(Stored data entries)
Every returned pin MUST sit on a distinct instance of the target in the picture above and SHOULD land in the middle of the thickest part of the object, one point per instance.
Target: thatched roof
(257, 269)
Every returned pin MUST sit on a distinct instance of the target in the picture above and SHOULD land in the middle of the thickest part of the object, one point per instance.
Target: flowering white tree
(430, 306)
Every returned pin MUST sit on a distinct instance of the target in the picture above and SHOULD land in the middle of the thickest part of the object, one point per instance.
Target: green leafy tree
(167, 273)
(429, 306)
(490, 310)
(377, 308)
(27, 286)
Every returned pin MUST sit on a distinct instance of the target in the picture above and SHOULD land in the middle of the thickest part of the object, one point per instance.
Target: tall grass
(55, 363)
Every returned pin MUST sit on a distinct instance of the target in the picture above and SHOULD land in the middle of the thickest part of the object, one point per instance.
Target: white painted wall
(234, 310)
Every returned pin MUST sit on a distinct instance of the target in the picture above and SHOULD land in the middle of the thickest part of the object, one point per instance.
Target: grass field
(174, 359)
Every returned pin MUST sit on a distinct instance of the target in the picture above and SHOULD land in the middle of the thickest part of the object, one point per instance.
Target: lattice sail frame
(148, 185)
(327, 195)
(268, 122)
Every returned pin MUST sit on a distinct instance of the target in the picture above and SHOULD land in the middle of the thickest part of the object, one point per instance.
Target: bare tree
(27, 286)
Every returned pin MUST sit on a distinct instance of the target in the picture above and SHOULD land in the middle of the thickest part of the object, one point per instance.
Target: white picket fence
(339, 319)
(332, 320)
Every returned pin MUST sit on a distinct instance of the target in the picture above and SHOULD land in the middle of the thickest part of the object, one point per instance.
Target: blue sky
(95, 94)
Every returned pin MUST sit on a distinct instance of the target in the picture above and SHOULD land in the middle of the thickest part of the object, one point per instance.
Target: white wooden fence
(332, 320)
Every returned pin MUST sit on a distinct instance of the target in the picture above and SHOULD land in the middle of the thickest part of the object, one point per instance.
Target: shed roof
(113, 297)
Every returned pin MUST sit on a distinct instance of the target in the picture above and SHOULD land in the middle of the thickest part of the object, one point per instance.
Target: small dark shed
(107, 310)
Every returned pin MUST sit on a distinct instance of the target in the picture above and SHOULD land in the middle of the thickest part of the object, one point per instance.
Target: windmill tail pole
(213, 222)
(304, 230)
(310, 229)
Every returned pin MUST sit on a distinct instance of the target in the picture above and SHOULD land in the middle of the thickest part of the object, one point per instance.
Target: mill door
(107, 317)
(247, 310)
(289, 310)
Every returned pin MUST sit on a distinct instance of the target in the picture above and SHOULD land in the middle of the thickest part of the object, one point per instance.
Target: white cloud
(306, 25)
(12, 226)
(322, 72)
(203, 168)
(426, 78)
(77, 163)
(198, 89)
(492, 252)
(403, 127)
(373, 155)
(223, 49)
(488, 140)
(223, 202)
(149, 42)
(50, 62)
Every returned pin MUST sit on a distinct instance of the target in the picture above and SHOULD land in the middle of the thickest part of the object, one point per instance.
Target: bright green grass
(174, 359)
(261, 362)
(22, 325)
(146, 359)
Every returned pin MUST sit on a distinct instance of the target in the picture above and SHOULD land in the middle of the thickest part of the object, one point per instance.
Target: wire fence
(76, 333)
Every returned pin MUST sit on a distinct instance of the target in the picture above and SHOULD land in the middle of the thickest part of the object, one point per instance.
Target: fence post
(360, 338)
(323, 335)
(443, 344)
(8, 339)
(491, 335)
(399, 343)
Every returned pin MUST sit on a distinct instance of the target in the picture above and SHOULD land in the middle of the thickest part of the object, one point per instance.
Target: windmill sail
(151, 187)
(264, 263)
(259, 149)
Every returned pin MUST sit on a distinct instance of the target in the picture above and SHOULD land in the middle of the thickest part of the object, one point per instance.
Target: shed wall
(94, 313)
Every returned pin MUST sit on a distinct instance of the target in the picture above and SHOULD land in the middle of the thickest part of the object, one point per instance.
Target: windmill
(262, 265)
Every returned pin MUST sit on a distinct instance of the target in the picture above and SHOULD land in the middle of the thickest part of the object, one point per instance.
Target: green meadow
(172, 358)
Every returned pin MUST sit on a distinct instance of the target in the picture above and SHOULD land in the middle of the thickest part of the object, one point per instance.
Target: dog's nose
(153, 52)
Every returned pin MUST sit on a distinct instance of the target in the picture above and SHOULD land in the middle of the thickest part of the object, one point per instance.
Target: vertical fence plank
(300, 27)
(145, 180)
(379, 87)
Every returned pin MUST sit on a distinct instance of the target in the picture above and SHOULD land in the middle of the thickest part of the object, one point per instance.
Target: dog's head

→ **What this task involves**:
Produce a verbatim transcription of the entries above.

→ **Your solution**:
Every returned pin MUST sit on a distinct instance of the target in the picture above and SHOULD land in the middle of the thickest part of the object, one point per instance.
Target: thatched roof
(257, 269)
Every returned pin MUST sit on a distinct instance of the target in the picture above and SHOULD land in the middle of the thickest part of the object, one point per instance.
Target: flowering white tree
(430, 306)
Every returned pin MUST sit on a distinct instance of the target in the picture above and SHOULD land in the middle of the thickest part of the object, one point per instance.
Target: green leafy tree
(167, 273)
(429, 306)
(490, 310)
(377, 308)
(27, 286)
Every returned pin MUST sit on a distinct instance of the target in the picture above and SHOULD land in the middle of the thickest part of the object, one point per instance.
Target: tall grass
(55, 363)
Every returned pin MUST sit on a distinct instance of the target in the picture above and SHOULD land in the middle of the thickest part of the object, one point per instance.
Target: white painted wall
(234, 310)
Every returned pin MUST sit on a distinct instance of the target in the picture above and SHOULD land in the middle of the thickest part of the object, one point per instance.
Target: grass field
(174, 359)
Every returned pin MUST sit on a distinct instance of the target in the picture above and SHOULD land in the middle of the thickest part of the object, one point per instance.
Target: lattice sail frame
(148, 185)
(327, 195)
(268, 122)
Every returned pin MUST sit on a distinct instance of the target in the picture above and SHOULD land in the middle of the thickest part of the object, one point per instance.
Target: bare tree
(27, 286)
Every returned pin MUST sit on a distinct instance of the target in the picture above and SHOULD land in the middle of the thickest part of the object, one point per instance.
Target: white picket fence
(339, 319)
(332, 320)
Every returned pin MUST sit on a distinct instance of the target in the picture above and SHOULD land in the middle of the thickest part of the object, one point per instance.
Target: blue sky
(95, 94)
Every returned pin MUST sit on a distinct instance of the target in the picture above and SHOULD land in the middle of the thickest part of the object, one point per instance.
Target: white wooden fence
(332, 320)
Every returned pin MUST sit on a distinct instance of the target in the picture above and SHOULD land in the middle of the thickest part of the object, one point per instance.
Target: shed roof
(113, 297)
Every returned pin MUST sit on a distinct instance of the target in the picture above and SHOULD land in the middle of the thickest part of the object, one point per instance.
Target: small dark shed
(107, 310)
Every returned pin MUST sit on a distinct instance of the target in the picture above and SHOULD land in the middle of the thickest part of the object, one point per instance.
Target: windmill tail pole
(213, 222)
(304, 230)
(310, 229)
Every returned pin MUST sit on a distinct instance of the target in the picture above and SHOULD land in the middle of the thickest part of the object, one point per instance.
Target: mill door
(107, 317)
(247, 310)
(289, 310)
Every returned pin MUST sit on a distinct instance of the target in the picture above and SHOULD land in the middle of the thickest part of the object, one point per instance.
Target: white cloud
(306, 25)
(12, 226)
(322, 72)
(203, 168)
(426, 78)
(77, 163)
(198, 89)
(492, 252)
(403, 127)
(373, 155)
(223, 49)
(488, 140)
(223, 202)
(149, 42)
(50, 62)
Every returned pin MUST sit on a distinct instance of the target in the picture above and SHOULD land in the middle of the thickest part of the object, one point per instance.
Target: bright green grass
(174, 359)
(261, 362)
(22, 325)
(146, 359)
Every returned pin MUST sit on a distinct instance of the target in the picture above and SHOULD land in the middle of the thickest part of the object, one point per instance.
Target: wire fence
(76, 333)
Every returned pin MUST sit on a distinct instance of the target in the picture above and SHOULD land in the middle of the thickest part of the object, one point per instance.
Target: fence post
(360, 338)
(323, 335)
(443, 344)
(8, 339)
(491, 335)
(399, 343)
Every returned pin MUST sit on a distinct instance of the target in the picture above and SHOULD land in the middle of the thickest part of the object, one point per instance.
Target: windmill sail
(151, 187)
(264, 263)
(259, 149)
Every returned pin MUST sit on a distinct instance of the target in the picture above and SHOULD land in the middle of the thickest part of the object, one point per instance.
Target: shed wall
(94, 313)
Every returned pin MUST sit on a distinct instance of the target in the picture above and SHOULD land in the middle of the thickest part of the object, one point per instance.
Target: windmill
(262, 265)
Every returned pin MUST sit on a distinct instance of the target in the picture above and SHOULD land in the middle of the thickest part of the object, one point per instance.
Target: green meadow
(172, 358)
Every returned pin MUST sit on a distinct instance of the target in the picture above and SHOULD land in the middle of the thickest part of the object, one point per instance.
Target: dog's nose
(153, 52)
Every returned pin MUST sit on a distinct instance of the target in the picture above and SHOULD land in the middle of the thickest part of the object, one point per instance.
Target: vertical fence plank
(300, 27)
(145, 180)
(379, 87)
Every returned pin MUST sit on a distinct instance of the target in the picture above and SHOULD land in the middle of the thickest part of the object, one point per instance.
Target: dog's head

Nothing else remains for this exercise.